I’m a writer (and sub patient); just looking for support

Author: nomoremommyfood

Posted: Sun Oct 30, 2011 7:23 am

indigochild wrote:
musta not worked that great being you said this:"Being broke on coke and dope (what they call heroin in Chicago) I got on patient assistance through Reckitt and switched from generic to film." this says by yer own addmission you were broke on coke and dope=therefore you went to the film……i don’t get what the phuch yer beotchin bout….

Perhaps I misspoke or didn’t explain myself clearly.

I’m really not bitching about anything – just looking for a support system. I run a art collective. Yes, I work the door at shows but how that equates to some sort if irony, I’m not sure. Should I completely separate myself from the art scene – from the gallery I’ve been working my ASS of to bring out of debt – if that’s what I love doing?

And, if my friends support me, understand the situation and take "no thanks" for an answer, I see no reason to "stay away" from them. Again, I run an underground gallery. Should I abandon the 8 years of hard labor I’ve devoted to turn it into a reputable non-profit and community space?

As for "going broke on dope and coke," what I mean is – went through my student loan money and graduated without a job and no savings. I HAD been on generic bupe, but couldn’t afford them, thus went through RB’s patient assistance program in order to be able to afford the meds.

*EXERCISE SET*:
1 - Please copy the forum post from "I’m really not" up to and including "and community space?".
2 - In the forum post, how many years of hard labor has the writer devoted to the underground gallery?
3 - Continue the forum post from its last sentence.

*PROVIDED DATA*:
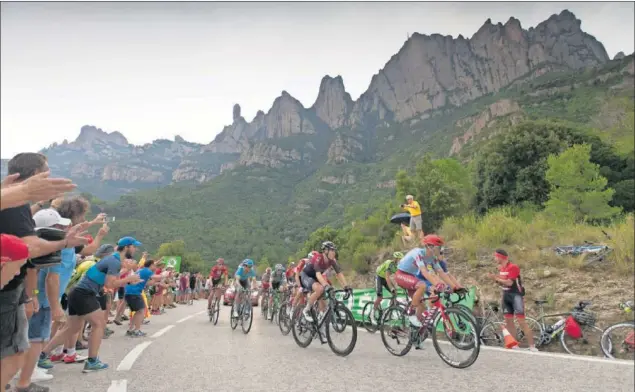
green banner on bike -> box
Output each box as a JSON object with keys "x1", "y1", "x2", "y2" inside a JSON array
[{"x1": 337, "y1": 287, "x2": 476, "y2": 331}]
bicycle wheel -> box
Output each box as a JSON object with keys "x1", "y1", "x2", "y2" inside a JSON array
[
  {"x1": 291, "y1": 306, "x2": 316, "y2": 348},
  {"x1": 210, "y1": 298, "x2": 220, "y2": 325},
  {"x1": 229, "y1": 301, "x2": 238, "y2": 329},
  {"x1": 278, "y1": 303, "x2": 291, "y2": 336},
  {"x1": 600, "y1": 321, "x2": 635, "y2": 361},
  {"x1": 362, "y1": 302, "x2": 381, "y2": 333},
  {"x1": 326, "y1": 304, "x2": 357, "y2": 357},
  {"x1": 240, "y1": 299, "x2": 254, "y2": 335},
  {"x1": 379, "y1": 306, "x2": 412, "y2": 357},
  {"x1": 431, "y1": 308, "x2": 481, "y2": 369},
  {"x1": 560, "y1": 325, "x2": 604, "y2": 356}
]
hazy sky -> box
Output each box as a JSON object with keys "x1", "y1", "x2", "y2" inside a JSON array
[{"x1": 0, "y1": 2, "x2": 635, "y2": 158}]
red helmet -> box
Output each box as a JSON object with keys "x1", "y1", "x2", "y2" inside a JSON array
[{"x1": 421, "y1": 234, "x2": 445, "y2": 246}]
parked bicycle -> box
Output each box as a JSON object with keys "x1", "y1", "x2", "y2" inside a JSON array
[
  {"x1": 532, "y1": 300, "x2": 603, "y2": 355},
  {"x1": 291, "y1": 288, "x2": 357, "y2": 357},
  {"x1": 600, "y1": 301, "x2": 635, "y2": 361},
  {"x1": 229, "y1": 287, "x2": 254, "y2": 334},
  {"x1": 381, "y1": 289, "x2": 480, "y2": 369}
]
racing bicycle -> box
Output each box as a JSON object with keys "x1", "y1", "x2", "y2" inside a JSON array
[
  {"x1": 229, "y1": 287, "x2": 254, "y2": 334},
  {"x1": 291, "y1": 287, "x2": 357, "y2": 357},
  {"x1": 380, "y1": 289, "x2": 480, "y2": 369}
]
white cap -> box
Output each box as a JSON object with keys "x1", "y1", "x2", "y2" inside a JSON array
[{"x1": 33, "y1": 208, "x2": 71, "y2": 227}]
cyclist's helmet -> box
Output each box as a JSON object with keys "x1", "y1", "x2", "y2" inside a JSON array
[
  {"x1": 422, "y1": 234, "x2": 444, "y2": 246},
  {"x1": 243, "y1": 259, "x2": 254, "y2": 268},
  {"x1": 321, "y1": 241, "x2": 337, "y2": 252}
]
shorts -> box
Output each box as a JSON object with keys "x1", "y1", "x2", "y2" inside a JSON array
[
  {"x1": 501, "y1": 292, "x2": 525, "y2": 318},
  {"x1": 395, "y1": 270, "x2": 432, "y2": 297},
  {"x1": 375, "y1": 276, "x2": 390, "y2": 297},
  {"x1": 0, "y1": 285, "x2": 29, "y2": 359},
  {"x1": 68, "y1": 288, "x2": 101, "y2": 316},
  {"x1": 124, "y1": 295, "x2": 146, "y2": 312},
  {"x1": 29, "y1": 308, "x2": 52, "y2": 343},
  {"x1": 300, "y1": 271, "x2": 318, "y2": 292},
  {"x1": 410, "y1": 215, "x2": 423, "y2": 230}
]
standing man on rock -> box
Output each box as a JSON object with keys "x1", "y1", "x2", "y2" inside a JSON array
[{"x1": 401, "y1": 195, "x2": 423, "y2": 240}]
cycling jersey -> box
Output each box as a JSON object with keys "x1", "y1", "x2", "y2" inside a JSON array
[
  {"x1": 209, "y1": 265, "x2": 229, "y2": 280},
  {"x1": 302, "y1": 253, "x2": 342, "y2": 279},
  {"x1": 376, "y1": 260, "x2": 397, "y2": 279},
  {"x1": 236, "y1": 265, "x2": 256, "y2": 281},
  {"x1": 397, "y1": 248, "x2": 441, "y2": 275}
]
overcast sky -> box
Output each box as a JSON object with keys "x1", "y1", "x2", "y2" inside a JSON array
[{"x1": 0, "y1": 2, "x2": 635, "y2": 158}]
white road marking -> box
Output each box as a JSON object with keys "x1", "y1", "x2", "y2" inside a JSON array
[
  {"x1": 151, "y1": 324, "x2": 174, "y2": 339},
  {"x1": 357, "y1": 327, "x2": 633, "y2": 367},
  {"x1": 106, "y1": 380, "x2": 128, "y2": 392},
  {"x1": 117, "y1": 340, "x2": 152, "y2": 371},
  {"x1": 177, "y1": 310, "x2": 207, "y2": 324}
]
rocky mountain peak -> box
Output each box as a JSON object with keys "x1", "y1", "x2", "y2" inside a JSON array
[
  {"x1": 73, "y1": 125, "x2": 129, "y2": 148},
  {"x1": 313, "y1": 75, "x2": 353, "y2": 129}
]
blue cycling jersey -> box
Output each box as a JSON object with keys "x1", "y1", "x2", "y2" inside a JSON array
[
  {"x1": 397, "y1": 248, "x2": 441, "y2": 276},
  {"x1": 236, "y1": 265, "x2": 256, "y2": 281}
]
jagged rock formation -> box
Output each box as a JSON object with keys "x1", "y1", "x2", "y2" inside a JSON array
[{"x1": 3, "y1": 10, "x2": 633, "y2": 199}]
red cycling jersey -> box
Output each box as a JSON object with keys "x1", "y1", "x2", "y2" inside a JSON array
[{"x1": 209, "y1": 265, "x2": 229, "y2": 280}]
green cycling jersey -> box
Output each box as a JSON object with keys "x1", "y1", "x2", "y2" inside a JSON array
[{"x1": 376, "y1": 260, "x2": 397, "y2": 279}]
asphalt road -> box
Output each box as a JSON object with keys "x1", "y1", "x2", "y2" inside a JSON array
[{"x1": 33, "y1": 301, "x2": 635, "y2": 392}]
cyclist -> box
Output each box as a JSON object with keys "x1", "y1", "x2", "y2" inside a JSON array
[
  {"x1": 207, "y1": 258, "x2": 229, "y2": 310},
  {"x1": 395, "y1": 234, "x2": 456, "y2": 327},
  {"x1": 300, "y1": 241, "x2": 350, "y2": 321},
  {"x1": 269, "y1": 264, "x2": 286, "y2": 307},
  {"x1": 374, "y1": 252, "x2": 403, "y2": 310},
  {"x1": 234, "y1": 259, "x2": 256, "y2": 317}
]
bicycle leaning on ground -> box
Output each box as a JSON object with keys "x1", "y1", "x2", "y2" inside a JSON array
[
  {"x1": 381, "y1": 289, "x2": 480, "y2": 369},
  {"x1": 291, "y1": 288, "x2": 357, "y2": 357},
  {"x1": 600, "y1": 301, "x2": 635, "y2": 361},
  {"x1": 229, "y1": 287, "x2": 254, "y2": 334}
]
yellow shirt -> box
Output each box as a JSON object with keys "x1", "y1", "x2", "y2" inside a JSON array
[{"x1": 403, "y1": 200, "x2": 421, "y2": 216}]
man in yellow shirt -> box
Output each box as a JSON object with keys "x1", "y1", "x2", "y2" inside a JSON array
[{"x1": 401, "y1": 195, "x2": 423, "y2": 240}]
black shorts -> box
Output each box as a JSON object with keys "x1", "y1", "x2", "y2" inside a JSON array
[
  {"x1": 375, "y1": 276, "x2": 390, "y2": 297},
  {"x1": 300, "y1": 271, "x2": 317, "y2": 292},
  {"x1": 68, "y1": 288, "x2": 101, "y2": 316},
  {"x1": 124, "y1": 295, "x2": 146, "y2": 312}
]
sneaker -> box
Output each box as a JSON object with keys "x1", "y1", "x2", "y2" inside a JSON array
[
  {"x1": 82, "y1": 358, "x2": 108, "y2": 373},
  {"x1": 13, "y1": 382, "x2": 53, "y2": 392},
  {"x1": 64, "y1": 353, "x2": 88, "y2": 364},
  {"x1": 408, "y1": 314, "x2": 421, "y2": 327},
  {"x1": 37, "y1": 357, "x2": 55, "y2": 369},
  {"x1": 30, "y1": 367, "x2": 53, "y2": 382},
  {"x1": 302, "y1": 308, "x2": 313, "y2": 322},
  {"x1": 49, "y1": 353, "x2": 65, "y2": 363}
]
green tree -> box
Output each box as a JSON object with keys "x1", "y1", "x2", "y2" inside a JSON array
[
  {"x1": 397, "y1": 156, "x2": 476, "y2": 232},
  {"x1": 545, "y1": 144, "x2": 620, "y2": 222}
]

...

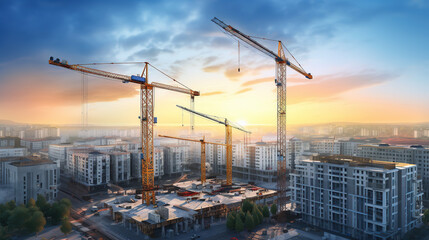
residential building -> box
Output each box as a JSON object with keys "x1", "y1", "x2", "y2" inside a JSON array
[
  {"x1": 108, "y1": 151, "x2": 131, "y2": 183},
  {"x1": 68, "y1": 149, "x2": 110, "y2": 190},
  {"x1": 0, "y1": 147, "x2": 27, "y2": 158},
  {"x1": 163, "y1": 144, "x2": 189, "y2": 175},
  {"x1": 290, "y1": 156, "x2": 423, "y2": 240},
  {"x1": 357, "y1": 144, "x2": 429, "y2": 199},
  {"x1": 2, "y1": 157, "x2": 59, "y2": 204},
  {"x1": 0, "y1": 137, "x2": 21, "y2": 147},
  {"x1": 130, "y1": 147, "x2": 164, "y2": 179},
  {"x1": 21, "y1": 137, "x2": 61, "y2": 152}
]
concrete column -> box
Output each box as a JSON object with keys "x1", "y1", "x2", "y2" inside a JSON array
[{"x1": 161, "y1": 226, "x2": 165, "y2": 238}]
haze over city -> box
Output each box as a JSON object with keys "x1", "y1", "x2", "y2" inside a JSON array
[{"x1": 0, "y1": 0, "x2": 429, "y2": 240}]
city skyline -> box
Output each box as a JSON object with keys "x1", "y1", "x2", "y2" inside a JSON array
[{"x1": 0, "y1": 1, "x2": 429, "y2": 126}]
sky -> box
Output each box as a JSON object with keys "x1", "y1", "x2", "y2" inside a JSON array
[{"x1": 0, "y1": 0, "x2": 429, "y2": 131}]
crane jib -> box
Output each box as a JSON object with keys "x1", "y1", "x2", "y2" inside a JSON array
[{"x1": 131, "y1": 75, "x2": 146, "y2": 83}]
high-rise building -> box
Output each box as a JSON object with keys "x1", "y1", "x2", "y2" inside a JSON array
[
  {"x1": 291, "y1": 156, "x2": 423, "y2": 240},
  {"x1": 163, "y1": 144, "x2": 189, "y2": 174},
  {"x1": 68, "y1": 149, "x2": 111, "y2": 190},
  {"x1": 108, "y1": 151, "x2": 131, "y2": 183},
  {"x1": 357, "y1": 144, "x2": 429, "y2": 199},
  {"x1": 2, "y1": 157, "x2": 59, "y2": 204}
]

* * *

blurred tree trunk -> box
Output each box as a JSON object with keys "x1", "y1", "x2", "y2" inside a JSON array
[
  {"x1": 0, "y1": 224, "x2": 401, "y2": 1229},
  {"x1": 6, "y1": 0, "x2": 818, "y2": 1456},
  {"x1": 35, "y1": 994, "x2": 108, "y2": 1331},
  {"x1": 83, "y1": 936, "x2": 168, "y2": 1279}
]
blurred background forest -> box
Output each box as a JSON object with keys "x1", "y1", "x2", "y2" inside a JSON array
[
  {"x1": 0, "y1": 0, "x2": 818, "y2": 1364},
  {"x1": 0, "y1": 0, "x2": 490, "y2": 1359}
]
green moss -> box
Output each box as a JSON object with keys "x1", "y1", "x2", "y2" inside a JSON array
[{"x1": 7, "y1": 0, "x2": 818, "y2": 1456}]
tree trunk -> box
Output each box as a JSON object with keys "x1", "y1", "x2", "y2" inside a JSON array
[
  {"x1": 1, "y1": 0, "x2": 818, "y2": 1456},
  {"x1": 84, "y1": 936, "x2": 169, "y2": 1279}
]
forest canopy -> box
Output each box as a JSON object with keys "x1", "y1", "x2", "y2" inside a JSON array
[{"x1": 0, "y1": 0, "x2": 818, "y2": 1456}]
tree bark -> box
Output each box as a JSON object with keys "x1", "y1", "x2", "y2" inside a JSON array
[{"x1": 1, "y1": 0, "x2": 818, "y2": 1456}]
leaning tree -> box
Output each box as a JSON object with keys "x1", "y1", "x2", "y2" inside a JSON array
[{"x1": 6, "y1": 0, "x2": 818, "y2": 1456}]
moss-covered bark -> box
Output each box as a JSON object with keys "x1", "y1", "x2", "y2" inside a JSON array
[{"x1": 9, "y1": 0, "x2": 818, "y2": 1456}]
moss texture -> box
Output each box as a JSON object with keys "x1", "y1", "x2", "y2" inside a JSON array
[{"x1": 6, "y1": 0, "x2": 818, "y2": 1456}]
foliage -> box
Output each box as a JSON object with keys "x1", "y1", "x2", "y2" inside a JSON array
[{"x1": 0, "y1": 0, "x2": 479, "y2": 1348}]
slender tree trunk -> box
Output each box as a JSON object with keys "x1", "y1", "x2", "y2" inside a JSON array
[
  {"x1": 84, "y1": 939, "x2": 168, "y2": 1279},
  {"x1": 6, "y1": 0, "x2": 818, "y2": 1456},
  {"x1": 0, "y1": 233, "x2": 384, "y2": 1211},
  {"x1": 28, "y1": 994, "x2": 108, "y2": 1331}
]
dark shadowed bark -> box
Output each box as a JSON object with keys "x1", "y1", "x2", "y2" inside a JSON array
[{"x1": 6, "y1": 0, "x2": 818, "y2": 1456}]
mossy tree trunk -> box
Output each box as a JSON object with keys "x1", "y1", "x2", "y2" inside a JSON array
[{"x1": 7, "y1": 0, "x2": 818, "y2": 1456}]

*OUTPUTS IN ORDER*:
1 -
I’m really not bitching about anything – just looking for a support system. I run a art collective. Yes, I work the door at shows but how that equates to some sort if irony, I’m not sure. Should I completely separate myself from the art scene – from the gallery I’ve been working my ASS of to bring out of debt – if that’s what I love doing?

And, if my friends support me, understand the situation and take "no thanks" for an answer, I see no reason to "stay away" from them. Again, I run an underground gallery. Should I abandon the 8 years of hard labor I’ve devoted to turn it into a reputable non-profit and community space?

2 - 8 years.

3 -
What irony are you referring to, exactly?

That I’d prefer to be on a generic sub-lingual tablet but have no insurance and opted for the patient assistance program and, therefore, the film strips RB requires ALL patients on their "Here to Help" plan to take? Or is ironic that I relapsed, hated it, and went back on the sub strips – which, admittedly, I find more difficult to take.

I think either you’ve misunderstood my attempt at a friendly introduction, or I’ve misunderstood your reaction.

Regardless, why jump down my throat for any of it?

I’m sorry of I’ve offended anyone. I find this site an excellent source of solid research and information on the benefits of bupe. And was only hoping to add my input on various issues (aside for an introduction I probably should’ve calmed down before writing). I have no idea if this forum is of the "we accept you, have no fear of judgement," or "we don’t know you, sayonara."

Lemme know what’s up, and I’m happy to decline my membership and move on.